══ Provided entries

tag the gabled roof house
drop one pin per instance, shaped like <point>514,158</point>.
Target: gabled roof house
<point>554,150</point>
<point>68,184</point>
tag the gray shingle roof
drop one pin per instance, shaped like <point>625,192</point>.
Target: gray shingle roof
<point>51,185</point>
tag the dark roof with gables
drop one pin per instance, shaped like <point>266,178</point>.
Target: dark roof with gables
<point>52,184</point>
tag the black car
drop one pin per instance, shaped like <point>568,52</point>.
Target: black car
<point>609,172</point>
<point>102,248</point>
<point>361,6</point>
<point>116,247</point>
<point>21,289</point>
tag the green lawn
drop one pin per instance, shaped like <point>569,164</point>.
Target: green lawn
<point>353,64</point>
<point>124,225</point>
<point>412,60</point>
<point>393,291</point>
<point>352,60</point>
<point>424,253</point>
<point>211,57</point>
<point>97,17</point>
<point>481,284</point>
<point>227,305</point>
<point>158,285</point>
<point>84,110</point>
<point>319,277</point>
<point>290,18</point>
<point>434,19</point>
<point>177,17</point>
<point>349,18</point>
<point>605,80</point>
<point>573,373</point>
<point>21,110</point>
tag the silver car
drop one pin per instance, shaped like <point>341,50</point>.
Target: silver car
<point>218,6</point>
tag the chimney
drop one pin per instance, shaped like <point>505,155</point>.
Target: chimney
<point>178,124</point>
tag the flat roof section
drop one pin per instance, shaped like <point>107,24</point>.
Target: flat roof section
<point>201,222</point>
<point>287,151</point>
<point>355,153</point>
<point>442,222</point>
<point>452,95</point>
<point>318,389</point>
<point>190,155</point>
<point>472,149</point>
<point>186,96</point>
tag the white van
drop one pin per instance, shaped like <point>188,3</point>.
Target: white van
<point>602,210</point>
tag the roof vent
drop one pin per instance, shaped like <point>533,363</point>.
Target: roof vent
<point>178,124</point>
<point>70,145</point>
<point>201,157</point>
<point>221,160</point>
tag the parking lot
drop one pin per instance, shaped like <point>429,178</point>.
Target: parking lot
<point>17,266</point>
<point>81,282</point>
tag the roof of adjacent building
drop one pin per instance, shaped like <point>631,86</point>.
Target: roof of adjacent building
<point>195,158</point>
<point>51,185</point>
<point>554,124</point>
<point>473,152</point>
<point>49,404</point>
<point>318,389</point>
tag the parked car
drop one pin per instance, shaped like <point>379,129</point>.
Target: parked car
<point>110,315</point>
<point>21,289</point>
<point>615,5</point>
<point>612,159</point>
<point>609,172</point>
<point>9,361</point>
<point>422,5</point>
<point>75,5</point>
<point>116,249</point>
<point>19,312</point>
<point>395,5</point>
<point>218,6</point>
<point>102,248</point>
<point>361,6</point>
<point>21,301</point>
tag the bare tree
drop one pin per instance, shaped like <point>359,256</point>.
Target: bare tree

════

### What you need to do
Each line above should appear again, reproduced exactly.

### Response
tag the gabled roof house
drop one pin per instance, shaped like <point>514,158</point>.
Target: gabled roof house
<point>554,150</point>
<point>68,184</point>
tag the gray shingle roof
drop one pin per instance, shaped like <point>625,192</point>.
Target: gray shingle roof
<point>51,185</point>
tag the dark roof with gables
drop one pin per instance, shaped like <point>266,178</point>.
Target: dark roof with gables
<point>52,184</point>
tag the black car
drop one pin per instance, shaped like <point>568,52</point>.
Target: black car
<point>609,172</point>
<point>102,248</point>
<point>361,6</point>
<point>116,247</point>
<point>21,289</point>
tag the green lawn
drop one pin per instance, shaped like <point>569,164</point>.
Target: green lawn
<point>353,64</point>
<point>124,225</point>
<point>412,60</point>
<point>393,291</point>
<point>352,60</point>
<point>424,253</point>
<point>211,57</point>
<point>97,17</point>
<point>481,284</point>
<point>227,305</point>
<point>158,285</point>
<point>84,110</point>
<point>319,277</point>
<point>290,18</point>
<point>434,19</point>
<point>177,17</point>
<point>349,18</point>
<point>605,80</point>
<point>573,373</point>
<point>21,110</point>
tag the silver car
drop one pin per instance, shaped like <point>341,50</point>.
Target: silver car
<point>218,6</point>
tag the chimney
drop one pin per instance, shaped like <point>505,155</point>.
Target: chimney
<point>178,124</point>
tag the flat roof section
drop one pin per instance, shaped like <point>107,24</point>.
Target: flat roof section
<point>201,222</point>
<point>287,151</point>
<point>355,153</point>
<point>442,222</point>
<point>452,95</point>
<point>318,389</point>
<point>190,155</point>
<point>472,149</point>
<point>186,96</point>
tag the white van
drop one pin per instance, shaped like <point>188,3</point>.
Target: white van
<point>602,210</point>
tag the roof vent
drop one pin per instance, shaped like <point>533,363</point>.
Target: roof vent
<point>178,124</point>
<point>70,145</point>
<point>201,157</point>
<point>221,160</point>
tag the parking lot
drop one pin per instance, shaped like <point>429,178</point>.
Target: parking lot
<point>17,266</point>
<point>81,282</point>
tag the roof of adjacent building
drop one pin per instance, shaped like <point>631,86</point>.
Target: roof of adjacent building
<point>195,158</point>
<point>51,185</point>
<point>554,124</point>
<point>473,152</point>
<point>49,404</point>
<point>318,389</point>
tag the parked car
drop one pin per instance, shaped like <point>379,129</point>.
Target: parked car
<point>110,315</point>
<point>21,289</point>
<point>615,5</point>
<point>612,159</point>
<point>609,172</point>
<point>9,361</point>
<point>422,5</point>
<point>75,5</point>
<point>116,249</point>
<point>19,312</point>
<point>395,5</point>
<point>218,6</point>
<point>102,248</point>
<point>361,6</point>
<point>21,301</point>
tag the bare tree
drop one pin per instance, shaped like <point>359,256</point>.
Target: bare tree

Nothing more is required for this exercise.